● **Supplied passage**:
By Philip Rucker
Washington Post Staff Writer
Monday, August 14, 2006
Ryan Holte, his starchy shirt still stiff after a day at the office, milled about Tortilla Coast early one summer evening. The beer was flowing, and the aroma of salsa filled the air. But Holte wasn't at the Capitol Hill happy hour hot spot for the $2.50 pints of Miller Lite or the 10-cent wings. He was there to shake hands.
"You know where you need to start?" asked Holte, 22, whipping out his Treo Smartphone. "Right here."
He scrolled down to a spreadsheet that listed what seemed like every happy hour in the Washington area. Organized by day and neighborhood, it reported the specials at about 75 bars and restaurants each weeknight.
This spreadsheet is the Washington intern's summer road map to cheap booze and greasy grub. For years, this list has been passed down through e-mail by friends and friends of friends, and now by universities to group e-mail lists of students in the city. Its accuracy is questionable. Still, to many interns, the listing is gospel.
And for the career-conscious types, it's a guide to that Washington specialty: networking.
Every summer, 20,000 collegiates flock to the capital to make connections with the nation's officialdom and gain a leg up in life. The networking doesn't stop at the office door.
Ground zero for schmoozers-in-training is the weekday happy hour. If it's the right bar on the right day, they can chat up a congressman and jump-start their careers. Ultimately, it's all about making as many lasting, positive impressions on as many important people as possible, right?
"They're just blown away by the fact that they grew up watching 'West Wing' and now are a part of it," said James Hoppes, 34, who interned at the World Bank and still throws back Coronas at the Front Page in Dupont Circle when he finishes work at the Aspen Institute, a think tank.
Known as the nation's intern capital, Washington could add another title: the happy hour capital. Interns say the D.C. scene reigns supreme. If you asked them, here's what they'd tell you:
New York? Nope, too many investment bankers crunching numbers through the wee hours.
Los Angeles? Nope, not enough of a walking city to pub hop.
In Washington, though, happy hours are part of the culture. On Capitol Hill alone, 4,000 interns head down the columned steps of their office buildings by 5:30 or 6 at night, many of them heading for bars. You can spot interns by their security badges, which some wear even after punching the clock.
To interns working for Uncle Sam for little or no pay, cheap food-and-drink specials are a magnet. At the Front Page, manager Mikias Abebayehu said Thursday's $2-a-beer special draws enough customers to sell about 4,800 bottles of Corona and Miller Lite.
In the barrooms of political Washington on a weekday evening, you can hear the names rolling off the tongues of the young and ambitious: Hillary! Obama! McCain!
"A lot of these kids from college come here and meet these big, high-profile people, and they have to go have a beer and tell their friends about it," Hoppes said.
They'll brag to anybody about their senator or their representative -- unless you're a reporter. Then they refuse to speak on the record about their networking practices; most of those who would comment for attribution did so under the condition that their bosses not be named. Another Washington specialty.

● **Instruction 1**: Lay out the lines of the records from the line with "form (799, 435)." up to and including the line with "(1096, 606)" as a numbered list, omitting blank lines.
● **Instruction 2**: Carry on the article about Washington interns and their happy hours, starting after its final sentence.
The article and the records are separate material.

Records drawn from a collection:
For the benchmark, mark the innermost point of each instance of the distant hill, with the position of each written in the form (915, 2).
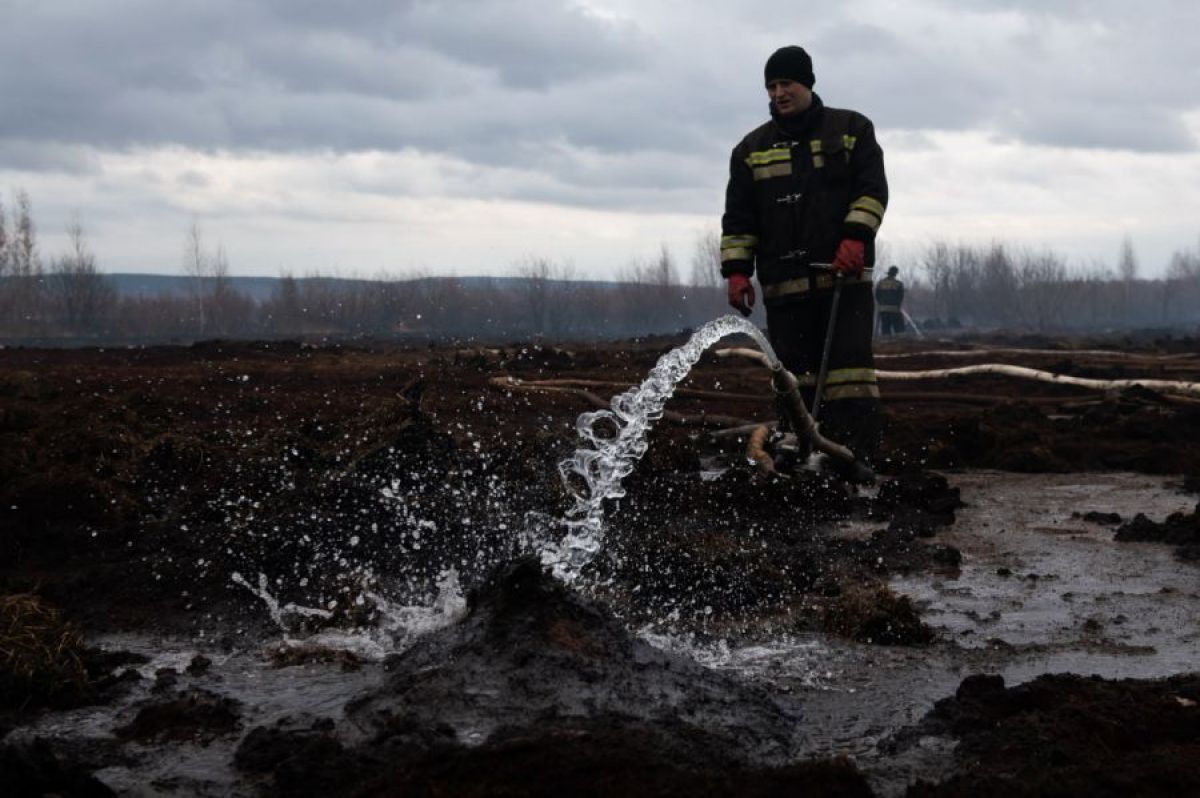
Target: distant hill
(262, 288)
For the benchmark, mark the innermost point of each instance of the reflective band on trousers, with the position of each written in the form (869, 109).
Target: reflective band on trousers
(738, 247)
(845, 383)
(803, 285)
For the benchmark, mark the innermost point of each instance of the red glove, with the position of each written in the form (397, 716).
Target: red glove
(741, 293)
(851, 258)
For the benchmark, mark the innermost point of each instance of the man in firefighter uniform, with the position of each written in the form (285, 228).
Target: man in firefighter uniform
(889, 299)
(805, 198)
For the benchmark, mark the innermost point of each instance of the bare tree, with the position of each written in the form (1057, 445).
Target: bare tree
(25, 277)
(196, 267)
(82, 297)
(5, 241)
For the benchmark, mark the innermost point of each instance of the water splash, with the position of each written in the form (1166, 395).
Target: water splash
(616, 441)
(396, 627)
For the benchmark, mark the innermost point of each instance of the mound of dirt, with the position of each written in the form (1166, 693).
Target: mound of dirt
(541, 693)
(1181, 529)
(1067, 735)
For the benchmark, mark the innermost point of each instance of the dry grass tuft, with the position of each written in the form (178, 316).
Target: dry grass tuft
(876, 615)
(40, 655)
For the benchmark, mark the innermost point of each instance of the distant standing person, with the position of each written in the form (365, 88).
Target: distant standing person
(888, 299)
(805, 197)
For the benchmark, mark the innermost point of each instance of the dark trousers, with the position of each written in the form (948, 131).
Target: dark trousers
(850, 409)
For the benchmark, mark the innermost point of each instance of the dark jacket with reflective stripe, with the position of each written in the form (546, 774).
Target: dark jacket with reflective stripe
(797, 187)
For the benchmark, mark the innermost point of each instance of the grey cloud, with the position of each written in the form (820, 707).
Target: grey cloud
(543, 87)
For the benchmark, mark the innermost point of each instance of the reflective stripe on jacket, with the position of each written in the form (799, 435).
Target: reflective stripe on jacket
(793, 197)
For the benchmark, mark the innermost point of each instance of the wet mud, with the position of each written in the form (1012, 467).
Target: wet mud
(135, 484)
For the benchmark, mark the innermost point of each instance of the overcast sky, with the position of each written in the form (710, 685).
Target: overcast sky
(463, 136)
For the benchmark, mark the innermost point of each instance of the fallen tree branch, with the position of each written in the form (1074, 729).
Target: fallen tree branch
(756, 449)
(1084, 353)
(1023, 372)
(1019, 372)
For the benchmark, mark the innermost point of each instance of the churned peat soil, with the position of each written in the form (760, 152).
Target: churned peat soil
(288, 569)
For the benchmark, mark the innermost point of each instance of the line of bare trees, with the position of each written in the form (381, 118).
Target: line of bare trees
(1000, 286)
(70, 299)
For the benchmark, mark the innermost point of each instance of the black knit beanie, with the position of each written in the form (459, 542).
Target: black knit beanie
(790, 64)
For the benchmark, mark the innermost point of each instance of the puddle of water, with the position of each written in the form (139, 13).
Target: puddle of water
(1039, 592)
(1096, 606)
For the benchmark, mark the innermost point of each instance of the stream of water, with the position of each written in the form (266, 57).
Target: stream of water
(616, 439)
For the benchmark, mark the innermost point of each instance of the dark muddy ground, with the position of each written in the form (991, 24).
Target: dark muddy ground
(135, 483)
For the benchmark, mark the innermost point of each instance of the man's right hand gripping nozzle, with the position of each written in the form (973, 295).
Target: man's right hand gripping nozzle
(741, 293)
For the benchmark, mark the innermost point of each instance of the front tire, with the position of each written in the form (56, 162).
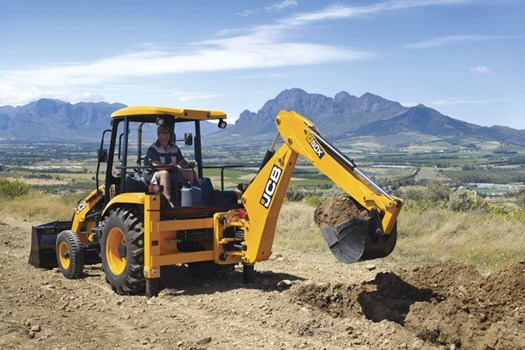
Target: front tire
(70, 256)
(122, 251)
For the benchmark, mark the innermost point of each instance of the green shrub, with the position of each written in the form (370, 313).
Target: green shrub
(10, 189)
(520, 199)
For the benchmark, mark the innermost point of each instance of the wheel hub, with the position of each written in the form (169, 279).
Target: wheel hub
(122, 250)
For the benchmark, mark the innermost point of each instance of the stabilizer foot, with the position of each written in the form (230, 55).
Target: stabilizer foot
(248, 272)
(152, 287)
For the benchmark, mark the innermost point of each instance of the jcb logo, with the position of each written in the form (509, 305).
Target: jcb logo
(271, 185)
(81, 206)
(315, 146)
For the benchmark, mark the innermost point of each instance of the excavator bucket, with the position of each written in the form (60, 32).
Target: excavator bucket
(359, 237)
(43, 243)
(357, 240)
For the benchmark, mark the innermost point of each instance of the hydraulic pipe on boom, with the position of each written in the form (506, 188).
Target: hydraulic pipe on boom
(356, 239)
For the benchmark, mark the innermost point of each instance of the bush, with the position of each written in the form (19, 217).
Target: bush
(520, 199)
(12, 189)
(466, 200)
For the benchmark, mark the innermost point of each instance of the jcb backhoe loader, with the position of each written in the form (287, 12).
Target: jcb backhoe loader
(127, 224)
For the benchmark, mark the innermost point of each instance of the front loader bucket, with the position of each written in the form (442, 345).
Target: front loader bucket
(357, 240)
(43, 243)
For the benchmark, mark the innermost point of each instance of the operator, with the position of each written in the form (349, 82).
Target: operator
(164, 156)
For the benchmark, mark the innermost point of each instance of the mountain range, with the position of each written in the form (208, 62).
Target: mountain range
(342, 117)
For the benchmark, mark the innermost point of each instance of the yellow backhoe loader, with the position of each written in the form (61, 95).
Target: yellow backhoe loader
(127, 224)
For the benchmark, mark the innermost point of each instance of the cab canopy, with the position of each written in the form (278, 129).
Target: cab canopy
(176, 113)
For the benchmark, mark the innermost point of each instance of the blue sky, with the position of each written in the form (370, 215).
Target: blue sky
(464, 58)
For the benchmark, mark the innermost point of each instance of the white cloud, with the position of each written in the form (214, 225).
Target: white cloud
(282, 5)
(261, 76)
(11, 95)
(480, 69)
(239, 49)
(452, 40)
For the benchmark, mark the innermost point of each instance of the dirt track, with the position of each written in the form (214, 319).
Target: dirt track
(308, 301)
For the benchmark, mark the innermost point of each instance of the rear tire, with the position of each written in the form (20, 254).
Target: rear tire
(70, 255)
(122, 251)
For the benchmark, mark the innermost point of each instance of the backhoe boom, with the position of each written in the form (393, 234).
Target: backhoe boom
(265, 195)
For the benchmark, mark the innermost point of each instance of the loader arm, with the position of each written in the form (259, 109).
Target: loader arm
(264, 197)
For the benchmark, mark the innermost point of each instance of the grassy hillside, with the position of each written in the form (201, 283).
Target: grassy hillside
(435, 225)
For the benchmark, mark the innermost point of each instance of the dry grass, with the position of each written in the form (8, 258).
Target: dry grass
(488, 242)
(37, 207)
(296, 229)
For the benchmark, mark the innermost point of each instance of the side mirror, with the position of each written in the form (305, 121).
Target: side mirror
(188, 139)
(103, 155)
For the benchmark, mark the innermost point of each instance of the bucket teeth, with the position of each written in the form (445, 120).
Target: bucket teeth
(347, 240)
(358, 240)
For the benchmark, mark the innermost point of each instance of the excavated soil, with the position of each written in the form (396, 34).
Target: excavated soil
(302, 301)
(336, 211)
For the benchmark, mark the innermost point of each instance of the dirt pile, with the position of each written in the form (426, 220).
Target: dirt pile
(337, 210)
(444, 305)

● **Output 1**:
1. For the benchmark, mark the innermost point of each instance of the reflective stripe on jacket, with the position of each written in the form (799, 435).
2. Target: reflective stripe on jacket
3. (793, 197)
4. For the benchmark, mark the innermost point of each instance of the wet mud, with the position of each written in the form (1012, 467).
5. Target: wet mud
6. (135, 484)
7. For the benchmark, mark the innermost point of each instance of the overcast sky, with the position of each written in the form (710, 685).
8. Target: overcast sky
9. (463, 136)
10. For the benchmark, mark the innermost point of each instance of the fallen tree branch, with the position of each written in the form (1074, 729).
11. Target: fallen tree branch
12. (756, 449)
13. (1084, 353)
14. (1023, 372)
15. (1019, 372)
16. For the benchmark, mark the innermost point of each instance of the churned peat soil, with the position of each written in the form (760, 152).
17. Target: churned peat soil
18. (288, 569)
19. For the benchmark, mark the innermost point of each instance of the line of bare trees, with the position of each written in the form (381, 118).
20. Target: line of bare trees
21. (1000, 286)
22. (70, 299)
23. For the benchmark, mark the innermost point of each instance of the black knit beanie, with the position of each written in the form (459, 542).
24. Target: black knit beanie
25. (790, 64)
26. For the benchmark, mark the innermost point of each instance of the puddle of water, with the position of each written in the form (139, 13).
27. Target: puddle of water
28. (1039, 592)
29. (1096, 606)

● **Output 2**:
"You literally walk by all these representatives and senators all the time," said Zena Kalioundji, 21, a student at the University of California at Irvine who is working for a Republican congresswoman.
Back at Tortilla Coast, the side room filled with Republican interns eagerly awaiting a congressman. An appearance by Rep. Steve King (R-Iowa) was promised by the Leadership Institute, an organization that recruits young conservatives, trains them for public service and helps place them in government or policy jobs.
"Being able to set up a rapport with an influential Republican congressman like himself is valuable to me," said Holte, a second-year law student at the University of California at Davis and an intern at the U.S. Air Force Court of Criminal Appeals. "It'll hopefully set myself up for job opportunities or future career growth."
Another day, around the corner at Hawk 'n' Dove, the venerable Capitol Hill honky-tonk, draft pitchers were $5. A couple of interns and their co-workers from a human rights and government watchdog group gathered at a table in the back room. They bandied jokes around a pitcher of foamy brew and jumbo potato skins (no bacon), then started to rail about those interns, the relentless handshakers and name-droppers. You see, not every D.C. intern goes to happy hours merely to network. And when asked about the networkers, Daniel Werner, 22, and Michael Piccinelli, 21, just shrugged and laughed as if to say, That's Washington .
Werner, a senior at the University of California at Berkeley, recalled attending a panel for interns this summer that featured Sen. Barack Obama (D-Ill.) and NBC News' Tim Russert. After the talk, audience members swarmed the headliners.
"All those interns want to do is get a picture with them and post it on their Facebook and say, 'Hey, look at me,' " Werner said, referring to the online networking site popular among college students. "That really turns me off about interns here."
"They might care about their work," Werner added, "but all they do is name-drop."
At some law firms, partners take summer associates out for drinks after work and pick up the tab. It's a way to test them in social settings.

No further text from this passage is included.